• **Stated task 1**
In the passage about Joe below, which body called him to the English Bar, and in what year?

• **Extract to read**
━━━━━━

Joe’s experiences at the League of Nations from 1935 to 1940 are the subject of an extensive archive collected by the Oral History Section of the National Library of Australia in 1996.[2] At that time it was thought that he was the last living Australian who had served in the League.

In January 1940 Joe returned to England. He had been called to the English Bar by the Inner Temple in 1939 (having had to make several short trips to London from Geneva in order to eat the required number of dinners). He appeared in a few cases, in one of which he was junior to A T Denning QC (later Lord Denning). However, when it became clear that the war was not going to end quickly, Joe accepted the arrangement under which the League paid for the return of its staff to their home countries.

Joe settled in Sydney after his return. He was invited to fill a temporary lectureship in international law following the death of Professor A H Charteris, Challis Professor of International Law. He performed this role from late 1940 until the arrival of Professor Julius Stone in 1942. He then enlisted for military service with RAAF Command HQ.

━━━━━━

• **Provided material**
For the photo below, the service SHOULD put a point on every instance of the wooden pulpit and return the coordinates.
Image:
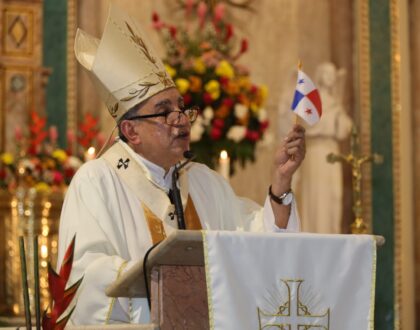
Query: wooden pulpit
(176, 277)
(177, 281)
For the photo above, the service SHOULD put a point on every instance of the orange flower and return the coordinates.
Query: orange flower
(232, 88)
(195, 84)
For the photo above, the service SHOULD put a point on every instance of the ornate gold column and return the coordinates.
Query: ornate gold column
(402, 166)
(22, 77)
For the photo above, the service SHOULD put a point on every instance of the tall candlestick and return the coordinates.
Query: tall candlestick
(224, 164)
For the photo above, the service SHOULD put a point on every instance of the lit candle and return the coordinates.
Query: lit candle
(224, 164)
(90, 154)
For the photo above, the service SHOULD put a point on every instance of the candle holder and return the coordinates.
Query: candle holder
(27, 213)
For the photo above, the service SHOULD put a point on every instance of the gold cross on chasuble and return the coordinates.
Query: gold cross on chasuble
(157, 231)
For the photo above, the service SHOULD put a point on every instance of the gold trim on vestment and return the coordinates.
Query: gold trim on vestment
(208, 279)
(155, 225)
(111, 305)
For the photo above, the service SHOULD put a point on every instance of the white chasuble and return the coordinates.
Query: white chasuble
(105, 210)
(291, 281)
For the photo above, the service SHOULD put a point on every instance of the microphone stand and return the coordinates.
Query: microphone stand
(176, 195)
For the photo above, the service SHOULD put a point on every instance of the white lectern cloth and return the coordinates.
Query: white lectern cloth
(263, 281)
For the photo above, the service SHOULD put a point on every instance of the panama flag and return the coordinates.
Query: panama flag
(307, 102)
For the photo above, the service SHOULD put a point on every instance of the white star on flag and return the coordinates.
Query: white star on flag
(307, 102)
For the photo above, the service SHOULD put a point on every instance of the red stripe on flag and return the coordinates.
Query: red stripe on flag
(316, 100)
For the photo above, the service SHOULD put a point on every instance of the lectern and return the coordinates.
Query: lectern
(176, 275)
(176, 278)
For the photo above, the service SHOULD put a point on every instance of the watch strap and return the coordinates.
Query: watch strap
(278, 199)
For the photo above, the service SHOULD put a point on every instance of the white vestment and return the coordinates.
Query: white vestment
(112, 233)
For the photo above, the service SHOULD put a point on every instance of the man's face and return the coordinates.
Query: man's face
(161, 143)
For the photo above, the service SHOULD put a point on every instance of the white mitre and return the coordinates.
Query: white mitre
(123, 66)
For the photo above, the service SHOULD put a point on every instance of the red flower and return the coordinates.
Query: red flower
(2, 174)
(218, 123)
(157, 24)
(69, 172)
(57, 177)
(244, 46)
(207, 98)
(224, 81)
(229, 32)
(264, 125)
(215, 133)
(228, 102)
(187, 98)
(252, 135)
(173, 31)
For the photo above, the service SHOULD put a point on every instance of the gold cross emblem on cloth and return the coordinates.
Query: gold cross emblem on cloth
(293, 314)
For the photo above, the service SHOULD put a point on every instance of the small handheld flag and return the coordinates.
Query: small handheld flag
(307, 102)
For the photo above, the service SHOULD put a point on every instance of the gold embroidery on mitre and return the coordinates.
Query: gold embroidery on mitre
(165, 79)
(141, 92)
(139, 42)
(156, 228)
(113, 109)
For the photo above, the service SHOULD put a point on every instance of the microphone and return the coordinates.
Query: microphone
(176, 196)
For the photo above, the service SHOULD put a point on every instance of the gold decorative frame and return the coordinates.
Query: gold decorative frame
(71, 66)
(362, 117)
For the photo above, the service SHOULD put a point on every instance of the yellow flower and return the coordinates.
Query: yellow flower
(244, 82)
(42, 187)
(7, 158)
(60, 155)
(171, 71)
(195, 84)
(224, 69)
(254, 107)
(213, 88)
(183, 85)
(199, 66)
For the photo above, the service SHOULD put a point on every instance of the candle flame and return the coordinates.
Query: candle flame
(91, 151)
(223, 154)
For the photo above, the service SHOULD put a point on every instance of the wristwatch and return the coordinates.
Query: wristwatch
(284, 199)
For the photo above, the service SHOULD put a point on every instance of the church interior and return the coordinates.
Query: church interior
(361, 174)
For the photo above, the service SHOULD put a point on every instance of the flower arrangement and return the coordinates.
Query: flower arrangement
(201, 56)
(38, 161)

━━━━━━

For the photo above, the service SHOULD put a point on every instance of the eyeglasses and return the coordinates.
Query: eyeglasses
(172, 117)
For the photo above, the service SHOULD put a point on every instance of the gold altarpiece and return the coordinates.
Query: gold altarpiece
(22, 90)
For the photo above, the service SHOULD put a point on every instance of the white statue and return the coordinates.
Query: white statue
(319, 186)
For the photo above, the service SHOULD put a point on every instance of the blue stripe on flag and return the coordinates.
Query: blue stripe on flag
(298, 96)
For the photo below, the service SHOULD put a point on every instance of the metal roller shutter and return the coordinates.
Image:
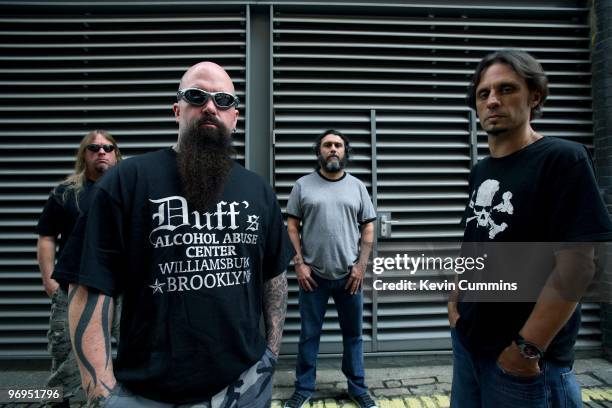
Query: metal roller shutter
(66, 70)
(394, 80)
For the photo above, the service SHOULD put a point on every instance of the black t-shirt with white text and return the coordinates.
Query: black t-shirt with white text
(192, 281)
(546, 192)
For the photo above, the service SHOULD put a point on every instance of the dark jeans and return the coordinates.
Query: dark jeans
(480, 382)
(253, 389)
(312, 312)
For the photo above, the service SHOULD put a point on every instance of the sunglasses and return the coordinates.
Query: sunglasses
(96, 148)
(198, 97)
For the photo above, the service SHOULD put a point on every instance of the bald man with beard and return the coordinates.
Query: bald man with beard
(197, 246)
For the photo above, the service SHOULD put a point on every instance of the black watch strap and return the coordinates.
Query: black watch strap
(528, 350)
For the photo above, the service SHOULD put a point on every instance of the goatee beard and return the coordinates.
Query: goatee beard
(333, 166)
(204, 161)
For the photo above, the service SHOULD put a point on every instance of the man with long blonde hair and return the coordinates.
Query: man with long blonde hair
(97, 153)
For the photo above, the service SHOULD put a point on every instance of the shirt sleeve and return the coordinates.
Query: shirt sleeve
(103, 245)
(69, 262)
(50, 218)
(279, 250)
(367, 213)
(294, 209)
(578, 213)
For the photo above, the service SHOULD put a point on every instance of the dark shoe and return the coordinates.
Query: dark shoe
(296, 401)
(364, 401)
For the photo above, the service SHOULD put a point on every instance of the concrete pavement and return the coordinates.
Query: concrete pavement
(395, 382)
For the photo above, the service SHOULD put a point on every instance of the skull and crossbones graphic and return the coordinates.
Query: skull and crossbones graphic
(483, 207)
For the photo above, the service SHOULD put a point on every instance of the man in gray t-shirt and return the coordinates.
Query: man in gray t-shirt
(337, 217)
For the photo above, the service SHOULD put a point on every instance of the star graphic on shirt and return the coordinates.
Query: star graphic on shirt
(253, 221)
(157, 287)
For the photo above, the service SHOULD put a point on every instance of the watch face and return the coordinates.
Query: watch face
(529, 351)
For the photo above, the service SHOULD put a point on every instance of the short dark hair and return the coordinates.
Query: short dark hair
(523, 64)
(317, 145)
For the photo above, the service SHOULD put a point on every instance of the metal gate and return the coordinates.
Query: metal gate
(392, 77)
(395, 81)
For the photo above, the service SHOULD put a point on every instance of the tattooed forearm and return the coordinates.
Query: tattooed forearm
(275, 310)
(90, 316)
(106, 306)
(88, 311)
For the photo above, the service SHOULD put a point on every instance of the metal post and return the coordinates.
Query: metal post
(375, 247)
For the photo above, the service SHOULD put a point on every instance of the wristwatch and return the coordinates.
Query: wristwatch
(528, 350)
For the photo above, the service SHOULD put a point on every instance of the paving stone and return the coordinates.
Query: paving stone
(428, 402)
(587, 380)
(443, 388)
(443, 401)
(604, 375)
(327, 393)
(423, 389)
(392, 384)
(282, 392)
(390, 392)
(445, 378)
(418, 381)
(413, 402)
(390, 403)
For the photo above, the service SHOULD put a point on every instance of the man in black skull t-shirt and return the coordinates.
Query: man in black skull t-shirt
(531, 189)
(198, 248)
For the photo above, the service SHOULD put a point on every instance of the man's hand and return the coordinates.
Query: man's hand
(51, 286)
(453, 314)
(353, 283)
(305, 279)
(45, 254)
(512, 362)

━━━━━━

• **Stated task 2**
Show every line of the records above that contains the string "chasuble", treating uppercase and lowercase as different.

• **Exercise output 1**
The Inner Temple, in 1939.

• **Exercise output 2**
For the photo above, the service SHOULD put a point on every instance of the gold cross on chasuble and return the coordinates.
Query: gold cross on chasuble
For the photo above, the service SHOULD put a point on every instance of the white chasuble and return the coordinates.
Query: white chasuble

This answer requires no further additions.